--- EXTRACTED TEXT ---
┏━━

[Harp-L] What's a scale really mean anyway?
- To: <harp-l@xxxxxxxxxx>
- Subject: [Harp-L] What's a scale really mean anyway?
- From: "samblancato" <samblancato@xxxxxxxxxxx>
- Date: Fri, 01 Dec 2006 17:48:47 -0500
- Thread-index: AccVmtyEW1lS+AjbSSONtfxhMFQdVw==
Hi Folks,
My subject heading for this post is a little tongue-in-cheek but the
question I ultimately get to here is actually serious.
Here's the story: I'm currently rapping up a 12 lesson harmonica II class
which I taught at Calliope, here in Pittsburgh. Calliope is a folk music
school that operates out of The Pittsburgh Center for the Arts. They offer
Banjo, Guitar, Fiddle, and stuff like that, including harmonica. Most of my
class has ended up being an embouchure class, where we worked on tongue
blocking and tongue slaps so that the students could get a percussive, thick
sound and get away from straight pucker and get into blues. I personally
think tongue blocking takes precedence over bending when learning to play
harmonica but that's another story. One of my students is actually really
more advanced than the other students and got all the Boucher stuff real
quick so I got him started on playing solos from records in addition to the
other exercises. After that I got him into playing 1st and 3rd position
solos so he could get a feel for those positions. I played the solos to a
CD and burned him a copy and told him to identify the solo from one of his
records (I made sure to play solos that I knew he had recordings of). I
wanted him to learn the solos by ear because I also wanted him to get away
from tabs and learn to pick out things by ear and get to know his harp. He
learned all the solos in about 3 weeks.

┗━━

--- PROVIDED MATERIAL ---

┏━━

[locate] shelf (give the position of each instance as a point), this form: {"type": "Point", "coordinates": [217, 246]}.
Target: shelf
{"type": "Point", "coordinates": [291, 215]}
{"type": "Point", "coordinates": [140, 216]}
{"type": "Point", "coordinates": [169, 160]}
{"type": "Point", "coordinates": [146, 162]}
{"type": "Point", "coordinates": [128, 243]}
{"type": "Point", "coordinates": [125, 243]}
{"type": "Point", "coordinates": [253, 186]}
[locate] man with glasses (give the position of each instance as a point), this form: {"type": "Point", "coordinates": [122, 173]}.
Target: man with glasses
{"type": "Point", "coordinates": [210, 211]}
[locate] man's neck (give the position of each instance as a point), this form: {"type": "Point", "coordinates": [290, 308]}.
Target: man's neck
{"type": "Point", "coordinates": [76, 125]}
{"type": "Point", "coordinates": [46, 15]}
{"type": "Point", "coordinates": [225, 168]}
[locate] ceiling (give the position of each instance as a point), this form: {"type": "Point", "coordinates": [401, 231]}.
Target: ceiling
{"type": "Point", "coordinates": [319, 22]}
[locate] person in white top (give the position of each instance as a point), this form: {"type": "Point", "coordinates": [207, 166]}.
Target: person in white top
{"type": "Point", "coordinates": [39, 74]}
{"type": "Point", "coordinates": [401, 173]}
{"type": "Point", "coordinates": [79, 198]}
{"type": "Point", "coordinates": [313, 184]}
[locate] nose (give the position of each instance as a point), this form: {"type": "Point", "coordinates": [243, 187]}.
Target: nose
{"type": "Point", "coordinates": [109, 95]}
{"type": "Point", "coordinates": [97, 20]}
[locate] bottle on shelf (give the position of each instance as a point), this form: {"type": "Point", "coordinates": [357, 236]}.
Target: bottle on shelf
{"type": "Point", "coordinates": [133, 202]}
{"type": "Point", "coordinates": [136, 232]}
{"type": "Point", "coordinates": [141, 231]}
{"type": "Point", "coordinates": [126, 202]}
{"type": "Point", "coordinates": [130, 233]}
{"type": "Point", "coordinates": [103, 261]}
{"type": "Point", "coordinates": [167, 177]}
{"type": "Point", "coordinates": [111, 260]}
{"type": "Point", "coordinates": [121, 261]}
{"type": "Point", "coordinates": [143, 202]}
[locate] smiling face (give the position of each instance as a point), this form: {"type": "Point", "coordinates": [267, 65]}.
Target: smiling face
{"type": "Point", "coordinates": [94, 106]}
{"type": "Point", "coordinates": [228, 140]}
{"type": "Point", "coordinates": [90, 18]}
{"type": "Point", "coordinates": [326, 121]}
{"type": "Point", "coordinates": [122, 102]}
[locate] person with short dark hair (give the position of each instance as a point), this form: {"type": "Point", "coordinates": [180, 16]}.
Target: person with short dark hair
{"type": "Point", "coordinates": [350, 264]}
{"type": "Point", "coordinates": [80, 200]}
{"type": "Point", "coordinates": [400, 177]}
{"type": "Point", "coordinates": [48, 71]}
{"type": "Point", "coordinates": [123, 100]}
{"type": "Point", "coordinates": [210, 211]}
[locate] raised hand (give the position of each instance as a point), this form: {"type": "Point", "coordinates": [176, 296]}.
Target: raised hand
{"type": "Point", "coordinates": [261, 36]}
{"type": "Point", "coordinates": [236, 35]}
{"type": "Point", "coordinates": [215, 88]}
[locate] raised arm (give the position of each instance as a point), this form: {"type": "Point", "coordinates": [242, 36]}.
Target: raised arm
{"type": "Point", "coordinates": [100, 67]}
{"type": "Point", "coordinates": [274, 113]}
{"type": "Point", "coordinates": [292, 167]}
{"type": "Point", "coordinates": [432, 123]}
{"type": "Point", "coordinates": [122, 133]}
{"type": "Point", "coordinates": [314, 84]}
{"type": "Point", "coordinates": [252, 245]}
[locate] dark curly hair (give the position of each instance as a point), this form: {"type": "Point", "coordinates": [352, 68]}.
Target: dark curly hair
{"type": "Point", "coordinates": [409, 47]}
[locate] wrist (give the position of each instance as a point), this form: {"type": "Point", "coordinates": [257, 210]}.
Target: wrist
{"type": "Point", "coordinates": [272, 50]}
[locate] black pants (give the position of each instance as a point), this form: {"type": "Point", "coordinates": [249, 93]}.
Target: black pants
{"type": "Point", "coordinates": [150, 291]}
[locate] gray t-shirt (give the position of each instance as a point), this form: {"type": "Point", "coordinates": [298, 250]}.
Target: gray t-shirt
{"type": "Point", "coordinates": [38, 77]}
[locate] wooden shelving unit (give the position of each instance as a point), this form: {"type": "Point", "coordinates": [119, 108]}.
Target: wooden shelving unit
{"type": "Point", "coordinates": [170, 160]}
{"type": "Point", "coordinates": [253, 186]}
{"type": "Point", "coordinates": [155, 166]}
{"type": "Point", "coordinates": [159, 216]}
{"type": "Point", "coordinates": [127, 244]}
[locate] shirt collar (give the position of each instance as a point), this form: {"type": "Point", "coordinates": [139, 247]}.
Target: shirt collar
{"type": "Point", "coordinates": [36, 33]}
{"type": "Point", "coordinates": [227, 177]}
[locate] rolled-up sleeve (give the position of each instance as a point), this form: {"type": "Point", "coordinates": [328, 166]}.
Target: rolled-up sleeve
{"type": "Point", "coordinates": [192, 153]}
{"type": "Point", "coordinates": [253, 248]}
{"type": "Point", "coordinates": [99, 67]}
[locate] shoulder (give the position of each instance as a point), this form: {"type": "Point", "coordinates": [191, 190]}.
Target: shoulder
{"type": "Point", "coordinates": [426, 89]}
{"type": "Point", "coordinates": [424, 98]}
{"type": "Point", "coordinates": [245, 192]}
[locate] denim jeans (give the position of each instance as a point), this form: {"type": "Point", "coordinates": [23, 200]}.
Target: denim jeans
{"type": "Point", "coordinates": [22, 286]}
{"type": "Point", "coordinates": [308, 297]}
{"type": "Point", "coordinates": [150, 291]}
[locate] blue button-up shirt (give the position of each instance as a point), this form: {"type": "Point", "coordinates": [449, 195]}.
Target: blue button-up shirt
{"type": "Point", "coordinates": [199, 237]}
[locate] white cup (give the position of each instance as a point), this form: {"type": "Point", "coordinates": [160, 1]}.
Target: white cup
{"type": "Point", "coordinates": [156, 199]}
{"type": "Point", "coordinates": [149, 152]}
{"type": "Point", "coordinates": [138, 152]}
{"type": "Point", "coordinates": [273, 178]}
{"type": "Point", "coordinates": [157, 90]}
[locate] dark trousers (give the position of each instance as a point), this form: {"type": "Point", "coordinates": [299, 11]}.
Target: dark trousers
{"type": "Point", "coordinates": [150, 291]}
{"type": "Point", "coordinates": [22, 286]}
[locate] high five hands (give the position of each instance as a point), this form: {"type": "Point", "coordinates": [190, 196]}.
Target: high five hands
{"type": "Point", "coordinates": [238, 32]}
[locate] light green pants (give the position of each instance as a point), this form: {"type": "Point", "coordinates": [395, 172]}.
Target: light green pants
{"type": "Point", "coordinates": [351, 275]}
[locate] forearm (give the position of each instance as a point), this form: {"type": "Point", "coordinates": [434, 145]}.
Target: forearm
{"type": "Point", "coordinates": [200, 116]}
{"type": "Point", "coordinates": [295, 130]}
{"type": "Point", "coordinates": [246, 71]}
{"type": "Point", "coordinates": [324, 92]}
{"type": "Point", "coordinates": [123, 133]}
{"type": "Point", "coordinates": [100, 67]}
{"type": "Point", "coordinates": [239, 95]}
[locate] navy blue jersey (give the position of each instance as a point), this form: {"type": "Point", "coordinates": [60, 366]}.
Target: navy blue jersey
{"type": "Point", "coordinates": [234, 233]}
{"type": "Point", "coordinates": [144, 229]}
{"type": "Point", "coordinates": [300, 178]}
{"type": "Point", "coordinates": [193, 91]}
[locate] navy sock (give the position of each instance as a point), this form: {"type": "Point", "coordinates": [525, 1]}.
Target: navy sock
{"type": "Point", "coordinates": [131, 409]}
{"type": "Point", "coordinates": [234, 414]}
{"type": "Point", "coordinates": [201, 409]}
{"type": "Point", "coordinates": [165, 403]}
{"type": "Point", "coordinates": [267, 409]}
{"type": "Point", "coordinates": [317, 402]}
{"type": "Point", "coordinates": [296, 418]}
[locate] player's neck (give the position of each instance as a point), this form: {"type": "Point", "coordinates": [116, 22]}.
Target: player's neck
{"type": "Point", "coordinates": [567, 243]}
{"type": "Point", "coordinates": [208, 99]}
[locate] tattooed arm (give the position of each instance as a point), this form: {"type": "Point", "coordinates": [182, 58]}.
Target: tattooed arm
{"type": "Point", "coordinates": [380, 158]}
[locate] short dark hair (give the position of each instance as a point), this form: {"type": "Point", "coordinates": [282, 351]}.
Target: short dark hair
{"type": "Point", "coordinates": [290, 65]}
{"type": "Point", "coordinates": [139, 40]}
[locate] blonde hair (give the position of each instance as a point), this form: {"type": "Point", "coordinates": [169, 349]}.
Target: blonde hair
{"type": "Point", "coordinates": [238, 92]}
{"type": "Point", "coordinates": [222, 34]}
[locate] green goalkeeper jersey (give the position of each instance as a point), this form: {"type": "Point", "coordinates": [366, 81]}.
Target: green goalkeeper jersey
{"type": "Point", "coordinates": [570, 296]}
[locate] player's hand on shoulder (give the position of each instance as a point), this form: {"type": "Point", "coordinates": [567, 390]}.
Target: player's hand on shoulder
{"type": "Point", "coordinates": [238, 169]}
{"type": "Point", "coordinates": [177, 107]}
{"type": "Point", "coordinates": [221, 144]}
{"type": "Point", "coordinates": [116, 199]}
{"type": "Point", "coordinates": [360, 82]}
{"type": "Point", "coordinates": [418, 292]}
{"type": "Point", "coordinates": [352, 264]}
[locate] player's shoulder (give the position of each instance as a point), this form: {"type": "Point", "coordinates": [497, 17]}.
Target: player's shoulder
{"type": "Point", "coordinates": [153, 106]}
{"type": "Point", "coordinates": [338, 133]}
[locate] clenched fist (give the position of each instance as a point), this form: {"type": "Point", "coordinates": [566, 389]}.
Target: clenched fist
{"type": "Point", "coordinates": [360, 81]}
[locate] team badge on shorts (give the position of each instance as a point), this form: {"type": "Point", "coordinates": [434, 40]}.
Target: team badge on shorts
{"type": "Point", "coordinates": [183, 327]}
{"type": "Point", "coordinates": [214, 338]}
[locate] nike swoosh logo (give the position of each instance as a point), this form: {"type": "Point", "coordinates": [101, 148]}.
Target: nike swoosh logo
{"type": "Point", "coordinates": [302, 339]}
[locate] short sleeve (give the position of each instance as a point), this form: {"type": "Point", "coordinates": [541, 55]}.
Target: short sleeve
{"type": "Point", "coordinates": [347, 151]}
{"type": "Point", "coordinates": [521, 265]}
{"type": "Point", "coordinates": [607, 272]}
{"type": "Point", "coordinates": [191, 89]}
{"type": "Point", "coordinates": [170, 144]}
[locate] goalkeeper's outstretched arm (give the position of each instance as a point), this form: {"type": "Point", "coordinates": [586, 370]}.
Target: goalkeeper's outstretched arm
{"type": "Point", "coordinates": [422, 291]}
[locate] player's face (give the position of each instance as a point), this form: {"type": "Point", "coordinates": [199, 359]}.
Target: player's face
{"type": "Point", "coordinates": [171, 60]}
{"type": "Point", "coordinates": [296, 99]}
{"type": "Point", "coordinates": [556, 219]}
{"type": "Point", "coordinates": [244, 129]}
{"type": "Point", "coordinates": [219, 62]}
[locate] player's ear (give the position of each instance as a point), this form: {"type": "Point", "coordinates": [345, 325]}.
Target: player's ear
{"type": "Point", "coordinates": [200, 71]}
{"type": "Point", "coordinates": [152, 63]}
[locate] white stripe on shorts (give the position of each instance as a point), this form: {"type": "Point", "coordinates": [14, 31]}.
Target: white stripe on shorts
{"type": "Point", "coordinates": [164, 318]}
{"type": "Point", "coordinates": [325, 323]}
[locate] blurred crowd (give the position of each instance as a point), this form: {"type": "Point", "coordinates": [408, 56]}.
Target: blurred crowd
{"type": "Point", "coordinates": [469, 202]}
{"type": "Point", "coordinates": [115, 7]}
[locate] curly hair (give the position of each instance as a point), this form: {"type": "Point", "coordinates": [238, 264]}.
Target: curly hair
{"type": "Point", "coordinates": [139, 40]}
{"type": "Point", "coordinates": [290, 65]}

┗━━

--- JOBS ---
[a] According to the harmonica class post, how long did the advanced student take to learn all the solos?
[b] Reproduce the harmonica class post from "- To: <harp-l@xxxxxxxxxx>" up to and including "is actually serious.", swapping "tongue-in-cheek" for "playful".
[c] Carry the harmonica class post forward from where it stops.

--- EXERCISE RESULTS ---
[a] About 3 weeks.

[b]
- To: <harp-l@xxxxxxxxxx>
- Subject: [Harp-L] What's a scale really mean anyway?
- From: "samblancato" <samblancato@xxxxxxxxxxx>
- Date: Fri, 01 Dec 2006 17:48:47 -0500
- Thread-index: AccVmtyEW1lS+AjbSSONtfxhMFQdVw==
Hi Folks,
My subject heading for this post is a little playful but the
question I ultimately get to here is actually serious.

[c]
Any way he asked me this question and I'm not sure I gave a good answer but
it made me think about my process in all this. He asked me if when learning
3rd position I learned the entire 3rd position scale first. I told him that
I didn't and that what worked for me was to find a song that has a great 3rd
position solo and then learn it. Once I learned sever of these solos I got
confident enough to improvise my own stuff and how to resolve and turn
around, transition and the like. The one that I gave him to learn was from
Kim Wilson's Looking' for Trouble, You Put the Hurt on Me. Now, while I
didn't first learn the scale for 3rd position this solo has all the notes
for that position in it or most of them anyway. For me, just learning a
scale out of context doesn't give me any "grip" on how 3rd position sounds
across a chord progression and how it makes ultimate "musical sense" in a
song. So I just figured that this would make good musical sense to others
as well and he does seem to get it in that he has started to play around
with other 3rd position songs. But I'm also thinking that maybe the actual,
formal scale has a place here and that I'm leaving out something really
important because of my complete right-brained approach to playing; namely
the theory. So the questions that come to my mind here are 1, how do you
learn 3rd position blues playing, using scale practice? 2, aren't the solos
just scales in a more customized form? Wouldn't I have to get in to theory
of how a given scale works over a give progression of chords?
Any comments?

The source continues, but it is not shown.